• **THE REQUEST**: Offset every coordinate in the answers by -86 and give the records again, requests included, from the line with "the white coffee" through the end of the records.

• **EXERCISE DATA**:
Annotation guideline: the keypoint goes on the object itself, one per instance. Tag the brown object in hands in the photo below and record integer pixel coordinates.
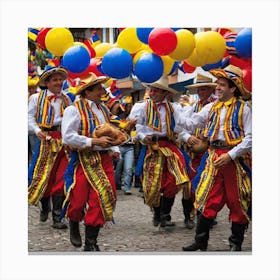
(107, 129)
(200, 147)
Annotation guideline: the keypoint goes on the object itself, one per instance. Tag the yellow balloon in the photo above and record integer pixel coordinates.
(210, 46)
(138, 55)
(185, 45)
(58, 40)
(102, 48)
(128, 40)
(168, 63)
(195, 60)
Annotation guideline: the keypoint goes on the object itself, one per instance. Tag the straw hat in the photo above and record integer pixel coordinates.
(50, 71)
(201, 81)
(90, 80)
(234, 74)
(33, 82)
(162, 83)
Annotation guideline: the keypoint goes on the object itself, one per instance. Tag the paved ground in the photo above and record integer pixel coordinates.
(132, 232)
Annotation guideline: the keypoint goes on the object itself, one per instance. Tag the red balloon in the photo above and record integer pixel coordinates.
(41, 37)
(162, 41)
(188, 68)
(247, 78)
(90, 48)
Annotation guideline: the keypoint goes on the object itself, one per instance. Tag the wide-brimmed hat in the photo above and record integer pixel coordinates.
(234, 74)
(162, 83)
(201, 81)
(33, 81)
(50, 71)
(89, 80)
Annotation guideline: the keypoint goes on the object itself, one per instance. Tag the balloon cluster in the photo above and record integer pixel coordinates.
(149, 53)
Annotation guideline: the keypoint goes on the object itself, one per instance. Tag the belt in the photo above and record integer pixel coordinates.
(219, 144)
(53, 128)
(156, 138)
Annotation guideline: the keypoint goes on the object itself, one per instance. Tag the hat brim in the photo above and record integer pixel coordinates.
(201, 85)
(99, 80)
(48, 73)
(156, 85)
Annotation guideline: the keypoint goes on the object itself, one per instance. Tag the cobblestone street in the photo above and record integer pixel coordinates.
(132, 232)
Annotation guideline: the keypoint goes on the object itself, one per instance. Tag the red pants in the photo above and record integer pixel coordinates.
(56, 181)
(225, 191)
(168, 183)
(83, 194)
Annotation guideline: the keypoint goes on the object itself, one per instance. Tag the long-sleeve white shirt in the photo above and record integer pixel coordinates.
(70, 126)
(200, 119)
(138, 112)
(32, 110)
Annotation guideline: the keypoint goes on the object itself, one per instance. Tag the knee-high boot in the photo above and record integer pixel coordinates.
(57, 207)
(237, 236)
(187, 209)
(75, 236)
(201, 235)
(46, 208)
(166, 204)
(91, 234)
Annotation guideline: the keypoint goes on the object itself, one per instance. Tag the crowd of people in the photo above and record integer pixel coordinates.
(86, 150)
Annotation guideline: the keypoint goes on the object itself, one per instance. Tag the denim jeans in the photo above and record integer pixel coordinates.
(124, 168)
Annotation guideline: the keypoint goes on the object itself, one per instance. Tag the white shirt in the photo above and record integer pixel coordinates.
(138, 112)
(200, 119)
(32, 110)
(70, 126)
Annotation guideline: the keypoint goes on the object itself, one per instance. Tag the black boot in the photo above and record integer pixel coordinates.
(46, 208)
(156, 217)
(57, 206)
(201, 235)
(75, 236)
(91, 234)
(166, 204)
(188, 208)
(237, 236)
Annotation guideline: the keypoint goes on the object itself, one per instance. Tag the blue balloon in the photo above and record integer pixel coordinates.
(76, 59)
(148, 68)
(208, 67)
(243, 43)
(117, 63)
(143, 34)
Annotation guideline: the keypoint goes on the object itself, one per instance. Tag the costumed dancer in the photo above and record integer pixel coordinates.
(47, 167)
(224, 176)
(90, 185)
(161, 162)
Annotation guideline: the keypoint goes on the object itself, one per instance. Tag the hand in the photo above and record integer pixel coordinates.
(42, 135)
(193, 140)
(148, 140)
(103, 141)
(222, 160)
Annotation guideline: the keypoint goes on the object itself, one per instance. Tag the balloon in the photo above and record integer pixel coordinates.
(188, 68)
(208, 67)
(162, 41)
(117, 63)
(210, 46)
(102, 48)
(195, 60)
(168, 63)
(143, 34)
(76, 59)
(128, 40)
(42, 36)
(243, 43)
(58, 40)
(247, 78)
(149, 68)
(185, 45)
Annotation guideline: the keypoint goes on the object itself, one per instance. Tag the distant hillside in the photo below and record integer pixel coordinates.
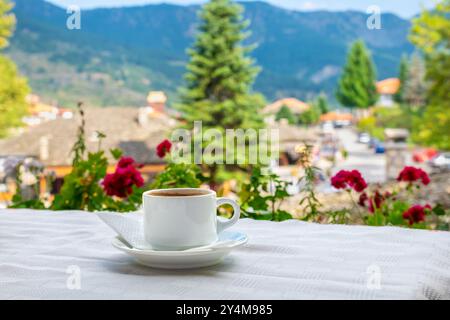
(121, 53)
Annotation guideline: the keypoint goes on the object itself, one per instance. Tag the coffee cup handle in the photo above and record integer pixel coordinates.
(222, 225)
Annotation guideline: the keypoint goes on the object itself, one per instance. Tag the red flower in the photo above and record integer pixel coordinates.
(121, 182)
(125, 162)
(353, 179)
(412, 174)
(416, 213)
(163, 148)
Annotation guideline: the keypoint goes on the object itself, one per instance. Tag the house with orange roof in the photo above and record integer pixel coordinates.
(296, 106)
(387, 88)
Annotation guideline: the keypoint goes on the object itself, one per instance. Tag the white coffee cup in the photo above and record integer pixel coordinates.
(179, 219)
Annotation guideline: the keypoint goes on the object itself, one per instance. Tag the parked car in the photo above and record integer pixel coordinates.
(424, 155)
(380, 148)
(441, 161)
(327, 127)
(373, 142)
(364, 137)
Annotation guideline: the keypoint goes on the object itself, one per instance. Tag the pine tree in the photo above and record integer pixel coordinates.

• **EXERCISE RESULT**:
Annotation guideline: the keypoint goes on the object itself, one per instance. Tag the white coffee cup in the photo above and record integer pixel coordinates.
(93, 133)
Annotation guideline: the keypoint goes on the object itself, one per instance. Tag the parked car in the photo above and record integer pixel coordinates.
(338, 69)
(294, 62)
(355, 75)
(241, 41)
(287, 56)
(278, 51)
Annotation guideline: the keypoint goes on the object itself, one per instance. Tag the pine tree in the photo above and record integer pixel coordinates.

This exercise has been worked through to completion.